### Problem statement
Rewrite the records below with "row-crop scouting" changed to "soccer match review" everywhere it occurs, keeping every other line the same.

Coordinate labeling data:
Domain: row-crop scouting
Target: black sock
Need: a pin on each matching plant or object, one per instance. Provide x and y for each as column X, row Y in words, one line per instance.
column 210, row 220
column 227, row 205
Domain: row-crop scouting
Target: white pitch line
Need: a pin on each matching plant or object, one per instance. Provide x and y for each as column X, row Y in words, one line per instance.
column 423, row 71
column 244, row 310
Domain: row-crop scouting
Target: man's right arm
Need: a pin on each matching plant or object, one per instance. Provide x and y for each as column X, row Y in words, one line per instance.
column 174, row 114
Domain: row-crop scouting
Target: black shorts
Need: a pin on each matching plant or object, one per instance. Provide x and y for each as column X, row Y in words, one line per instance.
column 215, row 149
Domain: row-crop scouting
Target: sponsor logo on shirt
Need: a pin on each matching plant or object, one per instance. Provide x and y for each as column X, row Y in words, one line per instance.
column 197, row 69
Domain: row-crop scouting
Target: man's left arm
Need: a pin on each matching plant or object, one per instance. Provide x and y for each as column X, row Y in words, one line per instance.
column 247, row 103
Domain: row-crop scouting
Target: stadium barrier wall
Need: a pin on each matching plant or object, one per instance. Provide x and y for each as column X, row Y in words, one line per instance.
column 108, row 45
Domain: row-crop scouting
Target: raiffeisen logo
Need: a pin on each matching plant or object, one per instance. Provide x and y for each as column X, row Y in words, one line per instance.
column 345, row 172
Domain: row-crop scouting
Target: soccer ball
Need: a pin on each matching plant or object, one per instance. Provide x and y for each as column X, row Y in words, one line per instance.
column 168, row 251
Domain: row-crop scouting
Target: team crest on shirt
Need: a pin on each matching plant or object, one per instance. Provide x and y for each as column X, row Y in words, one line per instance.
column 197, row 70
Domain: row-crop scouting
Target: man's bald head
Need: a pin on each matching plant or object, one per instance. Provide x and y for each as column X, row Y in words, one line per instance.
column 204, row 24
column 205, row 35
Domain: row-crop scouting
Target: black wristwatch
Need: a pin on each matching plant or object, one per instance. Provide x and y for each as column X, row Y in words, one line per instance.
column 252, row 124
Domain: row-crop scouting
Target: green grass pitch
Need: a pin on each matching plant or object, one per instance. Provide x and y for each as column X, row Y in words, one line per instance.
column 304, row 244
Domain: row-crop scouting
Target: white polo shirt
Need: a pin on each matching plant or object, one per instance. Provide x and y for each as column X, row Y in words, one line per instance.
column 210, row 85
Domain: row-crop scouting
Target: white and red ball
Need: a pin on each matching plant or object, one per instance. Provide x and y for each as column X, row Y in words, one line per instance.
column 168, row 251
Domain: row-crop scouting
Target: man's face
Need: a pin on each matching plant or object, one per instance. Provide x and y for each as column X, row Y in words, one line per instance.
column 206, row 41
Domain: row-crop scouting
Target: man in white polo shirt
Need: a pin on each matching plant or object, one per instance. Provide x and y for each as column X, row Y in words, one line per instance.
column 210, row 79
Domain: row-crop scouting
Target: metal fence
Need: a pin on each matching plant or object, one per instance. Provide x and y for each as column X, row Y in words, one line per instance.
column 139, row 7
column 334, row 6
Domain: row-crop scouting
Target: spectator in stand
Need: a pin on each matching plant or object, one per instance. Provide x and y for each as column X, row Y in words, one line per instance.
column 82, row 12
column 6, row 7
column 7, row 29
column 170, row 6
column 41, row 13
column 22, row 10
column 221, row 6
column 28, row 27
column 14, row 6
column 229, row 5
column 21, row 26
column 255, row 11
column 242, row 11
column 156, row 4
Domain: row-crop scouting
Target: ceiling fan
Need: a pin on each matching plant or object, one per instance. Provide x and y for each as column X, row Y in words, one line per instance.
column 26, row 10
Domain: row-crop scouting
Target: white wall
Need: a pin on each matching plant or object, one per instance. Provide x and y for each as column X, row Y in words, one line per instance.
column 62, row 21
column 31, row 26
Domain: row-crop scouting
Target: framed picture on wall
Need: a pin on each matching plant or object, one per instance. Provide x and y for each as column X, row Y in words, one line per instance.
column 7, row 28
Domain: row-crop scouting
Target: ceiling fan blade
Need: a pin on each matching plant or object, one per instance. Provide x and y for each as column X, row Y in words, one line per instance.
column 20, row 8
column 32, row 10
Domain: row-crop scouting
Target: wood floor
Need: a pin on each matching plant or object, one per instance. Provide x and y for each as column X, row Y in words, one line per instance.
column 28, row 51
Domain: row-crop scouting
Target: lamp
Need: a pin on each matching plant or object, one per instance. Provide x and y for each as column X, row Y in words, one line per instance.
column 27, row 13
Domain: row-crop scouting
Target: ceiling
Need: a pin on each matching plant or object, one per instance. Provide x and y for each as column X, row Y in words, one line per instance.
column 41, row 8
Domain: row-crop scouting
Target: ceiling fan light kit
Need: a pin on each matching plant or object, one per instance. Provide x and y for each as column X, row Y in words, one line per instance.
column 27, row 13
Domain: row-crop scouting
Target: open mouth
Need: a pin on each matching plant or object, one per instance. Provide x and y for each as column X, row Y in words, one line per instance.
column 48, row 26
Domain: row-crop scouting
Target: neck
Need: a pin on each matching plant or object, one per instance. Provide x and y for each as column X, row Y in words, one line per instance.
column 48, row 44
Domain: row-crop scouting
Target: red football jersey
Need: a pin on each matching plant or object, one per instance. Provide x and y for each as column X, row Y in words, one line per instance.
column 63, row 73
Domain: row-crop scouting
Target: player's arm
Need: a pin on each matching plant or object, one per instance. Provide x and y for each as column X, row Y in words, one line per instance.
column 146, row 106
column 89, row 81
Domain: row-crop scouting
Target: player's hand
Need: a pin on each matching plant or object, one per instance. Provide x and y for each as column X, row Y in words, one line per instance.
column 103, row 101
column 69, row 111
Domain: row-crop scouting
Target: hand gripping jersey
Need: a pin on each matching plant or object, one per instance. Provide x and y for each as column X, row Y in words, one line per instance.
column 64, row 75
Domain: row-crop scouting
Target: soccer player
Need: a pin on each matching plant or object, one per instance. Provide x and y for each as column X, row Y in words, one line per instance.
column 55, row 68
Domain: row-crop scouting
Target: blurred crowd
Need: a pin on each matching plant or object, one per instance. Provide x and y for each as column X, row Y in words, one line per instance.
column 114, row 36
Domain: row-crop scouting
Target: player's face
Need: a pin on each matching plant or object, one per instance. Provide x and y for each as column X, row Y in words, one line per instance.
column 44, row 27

### Solution to this problem
Domain: soccer match review
Target: black sock
Need: a pin on each matching plant or object, one per instance. Provide x and y for each as column X, row Y in words, one line per instance.
column 210, row 220
column 227, row 205
Domain: soccer match review
Target: white pitch line
Need: a pin on each matching plant or object, one per instance. Provide x and y for each as column X, row Y in words, one line per instance.
column 423, row 71
column 244, row 310
Domain: soccer match review
Target: man's right arm
Need: a pin on each matching plant or object, one per instance. Provide x and y for each as column X, row Y in words, one line per instance.
column 174, row 114
Domain: soccer match review
Target: black shorts
Need: a pin on each matching plant or object, one per instance. Provide x and y for each as column X, row Y in words, one line per instance.
column 215, row 149
Domain: soccer match review
Target: sponsor logo on shirt
Need: a pin on each matching plant or object, one per instance. Provide x and y for each as column X, row Y in words, one line per instance.
column 197, row 69
Domain: soccer match review
Target: man's left arm
Need: a pin on each matching plant or object, one per instance. Provide x and y for each as column X, row Y in words, one line per instance.
column 247, row 103
Domain: soccer match review
Target: stadium barrier wall
Need: a pin on each matching plant or object, one per instance. Provide x and y for each as column X, row Y in words, one line per instance.
column 108, row 45
Domain: soccer match review
Target: raiffeisen logo
Need: a pin on each matching plant or object, one per instance. Provide x and y for each as column X, row Y in words, one line per instance.
column 345, row 172
Domain: soccer match review
Target: soccer ball
Need: a pin on each matching plant or object, one per instance. Provide x and y for each as column X, row Y in words, one line per instance.
column 168, row 251
Domain: soccer match review
Target: team crest on shirt
Need: a pin on each matching plant or object, one per instance. Provide x and y for each as column X, row Y in words, one line per instance.
column 197, row 70
Domain: soccer match review
Target: man's bald head
Need: a pin on each matching plant or object, one per instance. Provide x and y for each as column X, row Y in words, one line per instance.
column 204, row 24
column 205, row 35
Domain: soccer match review
Target: black wristwatch
Need: a pin on each matching plant or object, one per instance. Provide x and y for each as column X, row Y in words, one line per instance.
column 252, row 124
Domain: soccer match review
Target: green grass pitch
Need: a pin on each matching plant or object, one per instance. Provide x and y for each as column X, row Y in words, one line per instance.
column 304, row 244
Domain: soccer match review
Target: white polo shirt
Need: a pin on each matching plant or object, one per instance. Provide x and y for each as column X, row Y in words, one line per instance.
column 210, row 85
Domain: soccer match review
Target: white and red ball
Need: a pin on each matching plant or object, one per instance. Provide x and y for each as column X, row Y in words, one line per instance.
column 168, row 251
Domain: soccer match review
Target: man's face
Need: a pin on each matching plant or object, one per instance. Provide x and y for each as column X, row Y in words, one line per instance.
column 206, row 41
Domain: soccer match review
Target: man in white polo shirt
Need: a pin on each matching plant or object, one per instance. Provide x and y for each as column X, row Y in words, one line per instance.
column 210, row 79
Domain: soccer match review
Target: metal fence
Need: a pin on each matching plant or object, one per instance. Provide x and y for each as column X, row Y in words, one line per instance.
column 139, row 7
column 334, row 6
Domain: soccer match review
Target: spectator in stand
Need: a pin on each matching plant or object, one per instance. Provide x and y for each as column X, row Y in words, one line per instance.
column 82, row 12
column 6, row 7
column 7, row 29
column 170, row 6
column 41, row 13
column 22, row 10
column 221, row 6
column 28, row 27
column 14, row 6
column 229, row 5
column 21, row 26
column 255, row 11
column 242, row 11
column 156, row 4
Domain: soccer match review
Target: ceiling fan
Need: a pin on each matching plant or object, one per instance. Provide x and y for each as column X, row Y in words, one line per instance.
column 26, row 10
Domain: soccer match review
Target: white wall
Need: a pin on each matching plant or object, one per instance. Provide x and y for each as column X, row Y in words, one line per instance.
column 62, row 21
column 31, row 26
Domain: soccer match review
Target: framed picture on wall
Need: a pin on each matching plant or object, one per instance. Provide x and y for each as column X, row Y in words, one line per instance.
column 7, row 28
Domain: soccer match review
Target: ceiling fan blade
Need: a pin on each matching plant or object, one per instance. Provide x and y for each as column X, row Y in words, one line per instance.
column 20, row 8
column 32, row 10
Domain: soccer match review
Target: wood floor
Need: a pin on each matching plant or object, one per instance. Provide x and y for each as column X, row Y in words, one line per instance.
column 28, row 51
Domain: soccer match review
Target: lamp
Need: a pin on each matching plant or object, one per instance. Provide x and y for each as column X, row Y in words, one line per instance.
column 27, row 13
Domain: soccer match review
Target: ceiling
Need: a pin on each matching plant or object, one per instance. Provide x and y for each as column X, row Y in words, one line per instance.
column 41, row 8
Domain: soccer match review
Target: ceiling fan light kit
Need: a pin on each matching plant or object, one per instance. Provide x and y for each as column X, row Y in words, one line per instance.
column 27, row 13
Domain: soccer match review
Target: open mouth
Need: a pin on each matching plant or object, one per instance. Provide x and y for each as column X, row Y in words, one line per instance.
column 48, row 26
Domain: soccer match review
Target: neck
Need: a pin on each matching plant or object, one per instance. Provide x and y for each as column X, row Y in words, one line per instance.
column 48, row 44
Domain: soccer match review
Target: red football jersey
Need: a pin on each matching plant or object, one per instance. Provide x and y for each as column X, row Y in words, one line per instance.
column 63, row 73
Domain: soccer match review
Target: player's arm
Need: a pin on each matching plant or object, one per instance. Provide x and y for each as column X, row Y in words, one line per instance.
column 146, row 106
column 89, row 81
Domain: soccer match review
Target: player's hand
Need: a pin on each matching plant or object, one per instance. Provide x and y for each as column X, row Y in words, one line per instance.
column 103, row 101
column 69, row 111
Domain: soccer match review
Target: hand gripping jersey
Need: a pin on each matching plant or object, one per instance. Provide x and y for each as column X, row Y in words, one line per instance.
column 64, row 75
Domain: soccer match review
Target: soccer player
Need: a pin on each matching plant or object, one per instance. Provide x and y for each as column X, row Y in words, one line per instance.
column 55, row 68
Domain: soccer match review
Target: blurred crowd
Need: a pin on each matching plant or object, one per instance. Provide x and y for each as column X, row Y in words, one line per instance.
column 114, row 36
Domain: soccer match review
Target: player's face
Need: a pin on each matching plant or object, one per instance. Provide x and y for each as column X, row Y in words, one line per instance.
column 44, row 27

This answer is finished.